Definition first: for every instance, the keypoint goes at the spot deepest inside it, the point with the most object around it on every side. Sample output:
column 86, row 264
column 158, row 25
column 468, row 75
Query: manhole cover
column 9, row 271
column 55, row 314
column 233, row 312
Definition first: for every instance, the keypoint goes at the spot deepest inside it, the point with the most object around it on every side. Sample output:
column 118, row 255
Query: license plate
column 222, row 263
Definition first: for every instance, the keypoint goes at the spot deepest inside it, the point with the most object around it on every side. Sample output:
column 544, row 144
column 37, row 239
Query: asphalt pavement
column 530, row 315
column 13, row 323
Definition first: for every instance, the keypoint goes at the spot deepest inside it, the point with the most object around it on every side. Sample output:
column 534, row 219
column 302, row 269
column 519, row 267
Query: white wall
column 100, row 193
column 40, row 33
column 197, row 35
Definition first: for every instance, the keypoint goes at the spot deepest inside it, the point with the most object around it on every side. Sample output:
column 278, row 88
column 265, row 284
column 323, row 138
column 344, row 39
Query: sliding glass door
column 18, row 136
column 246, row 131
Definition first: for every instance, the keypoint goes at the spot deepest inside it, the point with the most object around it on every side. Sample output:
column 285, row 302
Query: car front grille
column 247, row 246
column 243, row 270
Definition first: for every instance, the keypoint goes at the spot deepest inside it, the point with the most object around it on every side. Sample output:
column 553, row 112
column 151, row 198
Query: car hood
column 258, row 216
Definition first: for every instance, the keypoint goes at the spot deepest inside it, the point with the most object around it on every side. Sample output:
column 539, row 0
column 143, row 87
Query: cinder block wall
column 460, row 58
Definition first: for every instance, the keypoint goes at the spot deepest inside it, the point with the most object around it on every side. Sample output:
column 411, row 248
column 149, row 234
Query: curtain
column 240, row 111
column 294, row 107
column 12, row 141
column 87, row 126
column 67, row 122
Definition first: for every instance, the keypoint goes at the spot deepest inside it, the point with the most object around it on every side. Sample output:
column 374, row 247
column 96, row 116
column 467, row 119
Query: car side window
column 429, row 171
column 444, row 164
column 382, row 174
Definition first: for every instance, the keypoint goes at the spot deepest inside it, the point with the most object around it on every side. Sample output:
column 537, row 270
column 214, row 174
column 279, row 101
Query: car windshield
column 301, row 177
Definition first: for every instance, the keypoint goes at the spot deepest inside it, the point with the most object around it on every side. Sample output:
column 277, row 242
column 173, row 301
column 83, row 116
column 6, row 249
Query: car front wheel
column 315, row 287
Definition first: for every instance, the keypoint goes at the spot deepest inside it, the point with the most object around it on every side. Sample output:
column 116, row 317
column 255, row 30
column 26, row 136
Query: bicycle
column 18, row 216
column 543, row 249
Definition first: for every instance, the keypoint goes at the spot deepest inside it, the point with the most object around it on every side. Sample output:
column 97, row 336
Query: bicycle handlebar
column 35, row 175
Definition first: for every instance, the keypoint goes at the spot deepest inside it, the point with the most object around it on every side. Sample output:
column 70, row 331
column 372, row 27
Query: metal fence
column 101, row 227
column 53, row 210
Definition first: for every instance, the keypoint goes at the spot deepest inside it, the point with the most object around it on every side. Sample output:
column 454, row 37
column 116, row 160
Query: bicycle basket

**What to do:** Turn the data above into a Markdown table with the columns No. and Text, one row per line, numbered in order, leaving out blank lines.

**Solution for this problem:**
| No. | Text |
|---|---|
| 1 | Definition first: for every instance, the keypoint goes at the spot deepest inside it, the point with the most object around it on every side. Sample output: |
| 2 | column 86, row 264 |
| 3 | column 158, row 25 |
| 4 | column 468, row 75 |
| 5 | Query: manhole cover |
| 6 | column 9, row 271 |
| 7 | column 55, row 314 |
| 8 | column 233, row 312 |
| 9 | Definition first: for every instance, the keypoint goes at the spot deepest inside it, the point with the most object around it on every side. Sample output: |
| 10 | column 118, row 255 |
| 11 | Query: license plate |
| 12 | column 222, row 263 |
| 13 | Definition first: for every instance, the keypoint goes at the spot deepest inside it, the point with the most object around it on every side. Sample output: |
| 14 | column 544, row 144 |
| 15 | column 37, row 239 |
| 16 | Query: asphalt pavement |
| 17 | column 530, row 315 |
| 18 | column 13, row 323 |
| 19 | Definition first: for every instance, the keypoint goes at the spot deepest inside it, the point with the most object around it on every side. Sample output: |
| 20 | column 534, row 219 |
| 21 | column 302, row 269 |
| 22 | column 519, row 267 |
| 23 | Query: white wall |
| 24 | column 100, row 193 |
| 25 | column 40, row 33 |
| 26 | column 197, row 35 |
| 27 | Definition first: for every instance, the keypoint goes at the spot deepest inside it, the point with the most object around it on every side. Sample output: |
| 28 | column 278, row 88 |
| 29 | column 265, row 284 |
| 30 | column 323, row 138 |
| 31 | column 344, row 39 |
| 32 | Query: sliding glass door |
| 33 | column 18, row 136 |
| 34 | column 246, row 131 |
| 35 | Definition first: for every instance, the keypoint goes at the spot deepest inside it, the point with the most object around it on every side. Sample output: |
| 36 | column 285, row 302 |
| 37 | Query: car front grille |
| 38 | column 247, row 246 |
| 39 | column 243, row 270 |
| 40 | Definition first: for every instance, the keypoint goes at the spot deepest inside it, the point with the most object around it on every side. Sample output: |
| 41 | column 553, row 112 |
| 42 | column 151, row 198 |
| 43 | Query: car hood |
| 44 | column 258, row 216 |
| 45 | Definition first: for every instance, the keypoint goes at the spot deepest inside it, the point with the most object around it on every side. Sample output: |
| 46 | column 539, row 0 |
| 47 | column 143, row 87 |
| 48 | Query: cinder block wall |
| 49 | column 460, row 58 |
| 50 | Definition first: for every instance, the keypoint goes at the spot deepest inside it, the point with the most object around it on every side. Sample output: |
| 51 | column 411, row 248 |
| 52 | column 149, row 234 |
| 53 | Query: curtain |
| 54 | column 240, row 111 |
| 55 | column 294, row 107 |
| 56 | column 12, row 141 |
| 57 | column 87, row 126 |
| 58 | column 67, row 122 |
| 59 | Definition first: for every instance, the keypoint goes at the spot deepest inside it, the point with the most object around it on every side. Sample output: |
| 60 | column 374, row 247 |
| 61 | column 96, row 116 |
| 62 | column 467, row 119 |
| 63 | Query: car side window |
| 64 | column 429, row 171 |
| 65 | column 444, row 164 |
| 66 | column 382, row 174 |
| 67 | Definition first: for every instance, the keypoint goes at the spot deepest inside it, the point with the most object around it on every side. Sample output: |
| 68 | column 537, row 270 |
| 69 | column 214, row 174 |
| 70 | column 279, row 101 |
| 71 | Query: car windshield |
| 72 | column 301, row 177 |
| 73 | Definition first: for every instance, the keypoint goes at the spot deepest inside it, the point with the most object around it on every side. Sample output: |
| 74 | column 277, row 242 |
| 75 | column 173, row 301 |
| 76 | column 83, row 116 |
| 77 | column 6, row 249 |
| 78 | Query: car front wheel |
| 79 | column 315, row 287 |
| 80 | Definition first: for every instance, the keypoint goes at the spot deepest inside it, the point with the most object around it on every side. Sample output: |
| 81 | column 116, row 317 |
| 82 | column 255, row 30 |
| 83 | column 26, row 136 |
| 84 | Query: bicycle |
| 85 | column 18, row 216 |
| 86 | column 543, row 249 |
| 87 | Definition first: for every instance, the keypoint goes at the spot deepest inside it, the point with the most object around it on every side. Sample output: |
| 88 | column 97, row 336 |
| 89 | Query: bicycle handlebar |
| 90 | column 35, row 175 |
| 91 | Definition first: for every instance, the keypoint goes at the spot deepest inside it, the point with the most object around it on every side. Sample output: |
| 92 | column 70, row 331 |
| 93 | column 372, row 27 |
| 94 | Query: metal fence |
| 95 | column 101, row 227 |
| 96 | column 53, row 210 |
| 97 | Definition first: for every instance, the keypoint goes at the spot deepest inside it, the point with the most object around it on every side. Sample output: |
| 98 | column 454, row 37 |
| 99 | column 116, row 160 |
| 100 | Query: bicycle basket |